Please put the entries from the line with "Pop quiz! Can you mark the salt" up to and including the line with "[872,167,1138,663]" into a JSON list of strings, one string per line and no blank lines.

◆ MATERIAL PROVIDED ◆
========
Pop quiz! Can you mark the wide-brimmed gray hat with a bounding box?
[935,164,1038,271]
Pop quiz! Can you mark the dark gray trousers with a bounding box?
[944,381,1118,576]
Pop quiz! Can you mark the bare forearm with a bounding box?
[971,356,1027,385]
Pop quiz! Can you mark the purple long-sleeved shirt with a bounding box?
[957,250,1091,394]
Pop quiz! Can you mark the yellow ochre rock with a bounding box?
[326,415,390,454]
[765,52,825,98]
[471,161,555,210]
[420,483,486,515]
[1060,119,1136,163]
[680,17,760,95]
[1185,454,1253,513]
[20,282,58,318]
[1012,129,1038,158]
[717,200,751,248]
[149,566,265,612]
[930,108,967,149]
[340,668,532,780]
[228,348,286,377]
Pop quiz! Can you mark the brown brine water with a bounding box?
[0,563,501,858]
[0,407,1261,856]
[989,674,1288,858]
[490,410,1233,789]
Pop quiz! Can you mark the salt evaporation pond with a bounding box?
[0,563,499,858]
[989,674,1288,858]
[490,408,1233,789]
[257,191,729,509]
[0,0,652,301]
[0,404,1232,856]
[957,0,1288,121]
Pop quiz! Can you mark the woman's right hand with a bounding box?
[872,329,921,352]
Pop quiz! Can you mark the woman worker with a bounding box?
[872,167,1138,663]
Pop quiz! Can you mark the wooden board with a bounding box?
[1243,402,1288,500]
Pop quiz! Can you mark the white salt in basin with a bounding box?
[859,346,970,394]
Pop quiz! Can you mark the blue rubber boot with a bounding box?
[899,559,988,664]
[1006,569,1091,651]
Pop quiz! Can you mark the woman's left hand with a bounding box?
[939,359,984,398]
========
◆ ANSWER TO THE PROBLEM ◆
[
  "Pop quiz! Can you mark the salt evaporation pond with a bounding box?",
  "[0,563,499,858]",
  "[989,674,1288,858]",
  "[490,408,1233,789]",
  "[257,191,729,509]",
  "[0,0,652,301]",
  "[0,404,1232,856]",
  "[957,0,1288,121]",
  "Pop quiz! Can you mark the woman's right hand with a bounding box?",
  "[872,329,921,352]",
  "Pop quiz! Can you mark the woman worker with a bounding box?",
  "[872,167,1138,663]"
]